* [INFORMATION]
§ §

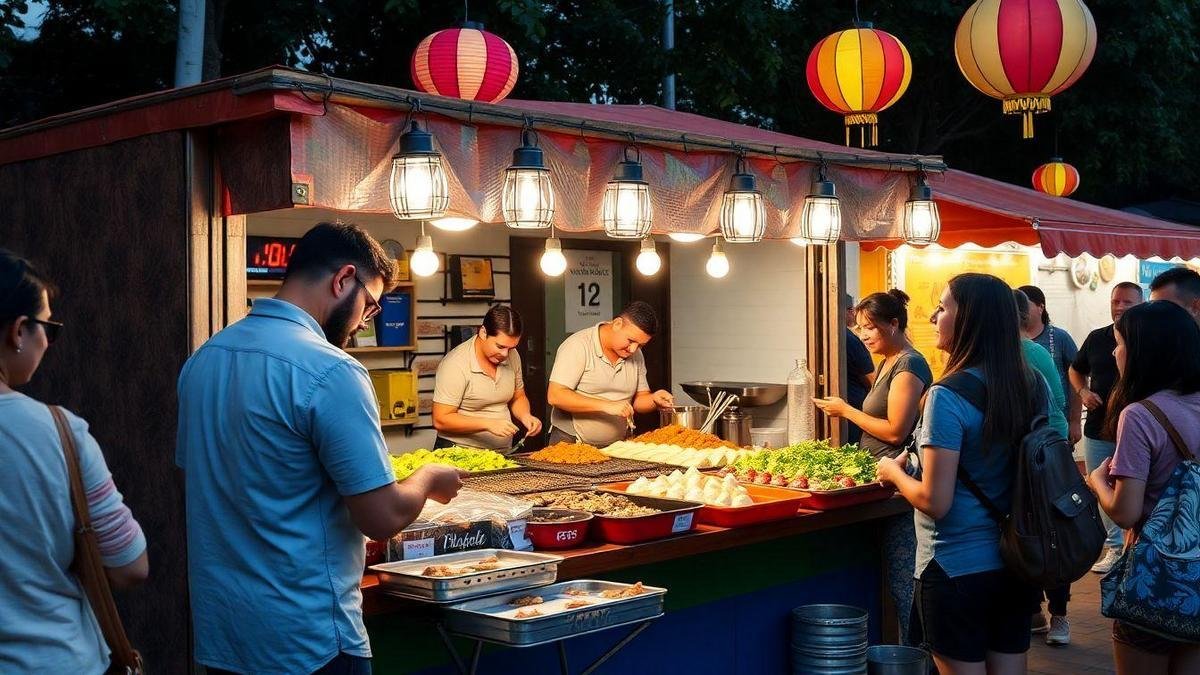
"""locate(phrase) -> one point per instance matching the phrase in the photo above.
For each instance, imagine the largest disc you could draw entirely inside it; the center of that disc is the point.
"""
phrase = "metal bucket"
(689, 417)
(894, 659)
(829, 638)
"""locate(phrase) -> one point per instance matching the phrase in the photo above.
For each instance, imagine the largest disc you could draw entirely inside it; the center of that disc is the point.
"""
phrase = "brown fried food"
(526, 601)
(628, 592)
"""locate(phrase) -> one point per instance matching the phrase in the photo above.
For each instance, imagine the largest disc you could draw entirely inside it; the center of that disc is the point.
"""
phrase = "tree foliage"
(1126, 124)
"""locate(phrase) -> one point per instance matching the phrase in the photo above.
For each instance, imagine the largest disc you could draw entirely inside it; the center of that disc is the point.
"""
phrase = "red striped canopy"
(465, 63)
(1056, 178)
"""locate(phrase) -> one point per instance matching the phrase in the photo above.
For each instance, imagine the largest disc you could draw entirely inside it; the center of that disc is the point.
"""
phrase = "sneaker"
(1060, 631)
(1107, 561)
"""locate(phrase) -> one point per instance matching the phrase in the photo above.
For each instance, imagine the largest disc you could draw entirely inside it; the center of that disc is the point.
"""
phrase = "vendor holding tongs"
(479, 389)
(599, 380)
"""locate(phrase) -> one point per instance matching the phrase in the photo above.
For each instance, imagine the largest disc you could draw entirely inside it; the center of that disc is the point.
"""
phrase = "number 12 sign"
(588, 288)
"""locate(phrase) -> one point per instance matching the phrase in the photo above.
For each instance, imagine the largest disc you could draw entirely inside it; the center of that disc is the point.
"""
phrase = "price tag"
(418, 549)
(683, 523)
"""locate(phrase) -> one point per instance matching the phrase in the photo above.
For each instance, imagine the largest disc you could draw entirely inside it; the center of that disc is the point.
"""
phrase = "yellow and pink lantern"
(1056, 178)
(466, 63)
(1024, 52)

§ §

* [AIM OF THE EXERCISE]
Print the material precisely as given, dropping any images it holds.

* [FINISHED EXERCISE]
"""locate(phrase) -> one point per instance matching the phrase in the photo above.
For each instance, imagine the largest disc you could draw entirely inside it; the center of that disc is the point.
"""
phrase = "metal bucket"
(689, 417)
(894, 659)
(829, 638)
"""locate(phrase) -> one point per instance matching the phrase in the photo above.
For each instance, imagine the largest disc you could draw entirely inside it; the center of that disc is the point.
"""
phrase = "brown fried food"
(526, 601)
(628, 592)
"""locate(phrase) -> one point per instance matching the phrase in the photo above.
For each instance, imagine the largest disc you could draw entirely inside it; the center of that disc is the point.
"""
phrase = "tree foliage"
(1126, 124)
"""locate(phrase) -> one point per instance matching the phrase in the photo above.
For each instance, imagine the largest disc you could draw entirely inside it; the center of that disc is the point.
"""
phrase = "red striped canopy"
(465, 63)
(1056, 178)
"""locate(phrase) -> one point per instance matching the phrase in the photo above.
For each instance, imagine the largest disc you could draw entirely inside it; the center of that disc is the point.
"""
phrase = "sneaker"
(1060, 631)
(1107, 561)
"""locate(phrase) -> one point per instance matching the phrase in the photo above.
For each instance, imagine the largest disc you could draw entirely inside it; the center of that disc is the point.
"""
phrase = "vendor holding tongs"
(479, 389)
(599, 380)
"""locate(phrase) -> one point per instance matching the phrase in the photo above.
For each instance, imagine the largest disc you could draw entirely inside it; the center of that disc is the point.
"""
phrase = "number 12 sign"
(588, 288)
"""locate(phrase) -> one point per instance matching the phrase in the photo above.
For each instance, imagine the largest disc you could draw entirely inside it; the center of that disc is the point.
"""
phrase = "price tag"
(418, 549)
(683, 523)
"""locate(phrase) -> one point per instance matching the phrase in the photo above.
For each instance, imagine the largest disc you could draw entirely inside it; the center of that disc is the point.
"""
phrase = "yellow and pink lantern"
(1056, 178)
(466, 63)
(1024, 52)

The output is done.